REQUISITOS:
[a] Indique si cada afirmación concuerda con el texto sobre Rousseau y Sieyès y cite las palabras exactas del texto que lo deciden: (i) en Sieyès la representación es una forma racional de estructurar el poder político; (ii) en Considerations on the Government of Poland, Rousseau rechaza por completo la representación; (iii) las teorías de Rousseau y Sieyès no tienen ningún elemento en común.
[b] Según el texto sobre Rousseau y Sieyès, ¿en qué se inspira la doctrina de Rousseau?

TEXTO PARA LEER:
┏━━

Soberanía popular, mandato imperativo y representación en Rousseau y Sieyès

Marcelo Vera

Marcelo Vera

El objetivo de este ensayo es analizar las concepciones de soberanía popular de Rousseau y Sieyès a la luz de su posición sobre el mandato imperativo y la representación. La tesis que sostengo es que las diferencias entre los autores responden a una incompatibilidad de principios que subyace a sus teorías constitucionales pese a tener elementos en común. En concreto, veo en Rousseau una doctrina anclada en la participación directa del pueblo como forma de conciliar la libertad y la obligación política, inspirada en la tradición republicana y las costumbres cívicas de los antiguos, mientras que en Sieyès la representación es una forma racional de estructurar el poder político en sociedades de creciente complejidad. Lo que da como resultado, por un lado, un modelo de autogobierno colectivo y, por otro, uno de gobierno representativo basado en la deliberación.

Para sostener esto, comenzaré explorando la sustancia normativa del Contrato Social (CS) para demostrar que existe una teoría constitucional aplicable al diseño institucional donde la participación directa de la ciudadanía es esencial. Luego mostraré cómo en Considerations on the Government of Poland and on Its Planned Reformation (OP) el ginebrino busca conservar los elementos fundamentales del CS mediante concesiones institucionales donde la representación se adopta bajo estrictos criterios como el mandato imperativo. Compararé esta doctrina con Sieyès rescatando algunos puntos compartidos, pero poniendo énfasis en las diferencias sustantivas con el fin de probar que el proyecto del abate es una respuesta distinta a las demandas de transformación política de su tiempo.

┗━━

BLOQUE DE DATOS:

┏━━

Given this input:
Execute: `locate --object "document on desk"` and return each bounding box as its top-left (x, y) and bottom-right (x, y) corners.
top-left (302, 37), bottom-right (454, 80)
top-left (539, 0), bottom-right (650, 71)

┗━━

RESPUESTAS POR TAREA:
[a]
(i) Sí: «en Sieyès la representación es una forma racional de estructurar el poder político en sociedades de creciente complejidad».
(ii) No: «la representación se adopta bajo estrictos criterios como el mandato imperativo».
(iii) No: «pese a tener elementos en común».

[b] Se inspira en la tradición republicana y en las costumbres cívicas de los antiguos.